===== Exercise material
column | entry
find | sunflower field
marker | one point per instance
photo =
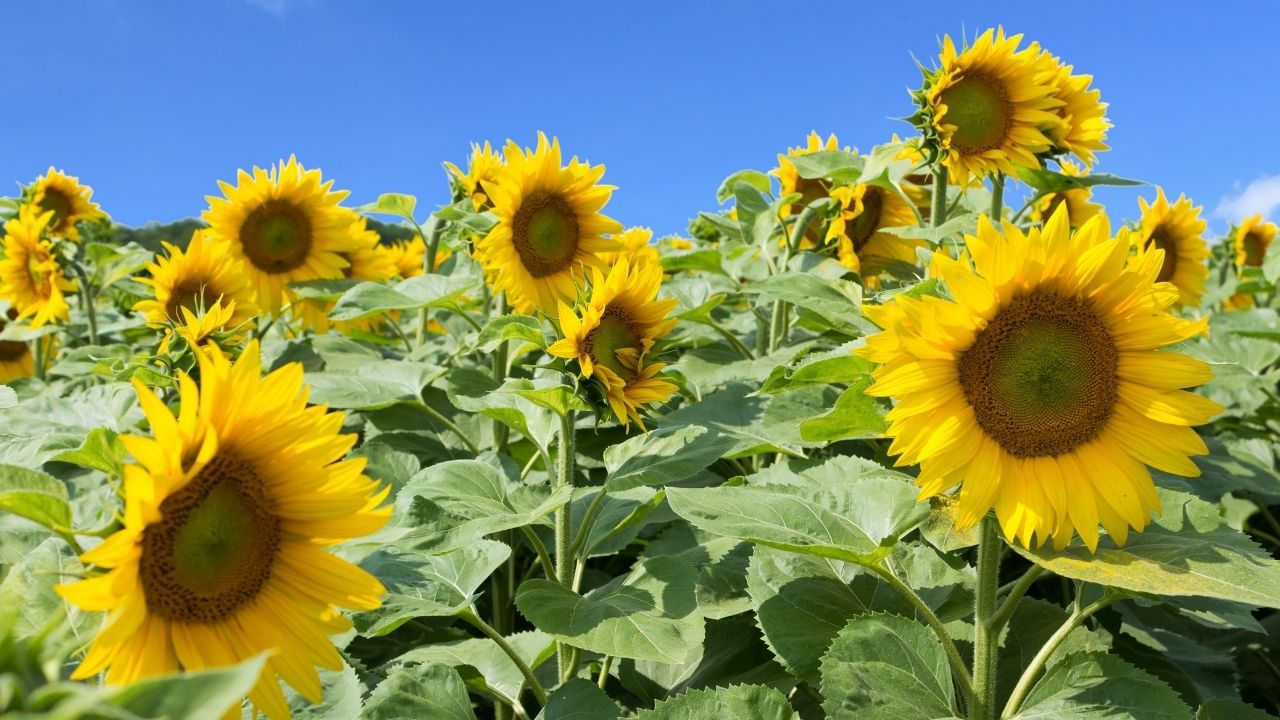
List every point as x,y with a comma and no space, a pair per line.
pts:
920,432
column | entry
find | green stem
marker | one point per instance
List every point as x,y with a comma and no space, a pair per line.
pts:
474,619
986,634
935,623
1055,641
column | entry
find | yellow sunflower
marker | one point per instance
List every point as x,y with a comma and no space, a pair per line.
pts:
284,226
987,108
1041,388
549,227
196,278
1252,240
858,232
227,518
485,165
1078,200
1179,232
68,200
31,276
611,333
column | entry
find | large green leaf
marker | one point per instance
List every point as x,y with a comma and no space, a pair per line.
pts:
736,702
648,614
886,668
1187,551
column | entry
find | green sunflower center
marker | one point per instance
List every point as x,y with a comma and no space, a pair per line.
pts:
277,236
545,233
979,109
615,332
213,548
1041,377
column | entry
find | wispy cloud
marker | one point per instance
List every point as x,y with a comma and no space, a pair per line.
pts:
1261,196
==========
Goal of the exercise => Retype all of the rows above verbatim, including every point, and omit the picture.

Answer to this exercise =>
column | entry
find | sunflower field
marker | one point per instance
photo =
List every point as x,y with a comma and no space, a pair per line.
pts:
920,432
column | entry
find | green stem
marker | one point per instance
List every point as x,y with a comma and no space, a pair per line.
pts:
474,619
986,634
935,623
1055,641
column | entry
find | yellow sunflower
marker | one point per instance
List every point as x,y with a comma and no space, a pair per line.
pts:
284,226
987,108
1041,388
549,227
196,278
1252,240
858,232
227,518
485,165
1078,200
1179,232
68,200
31,276
611,333
column | entry
find | large green leaf
marker | one point per instance
List every point as x,y with a comma and no space, a pair per line.
pts:
736,702
648,614
886,668
1187,551
column | entry
find | green sunflower center
marker | one point per instance
List every point as x,y with a comma and no space, a pair per line.
pts:
277,236
545,233
979,109
615,332
213,548
1041,377
column | entry
find | wispy cloud
marker | one point per instance
List every point as x,y with a comma and no space, a pair per line.
pts:
1261,196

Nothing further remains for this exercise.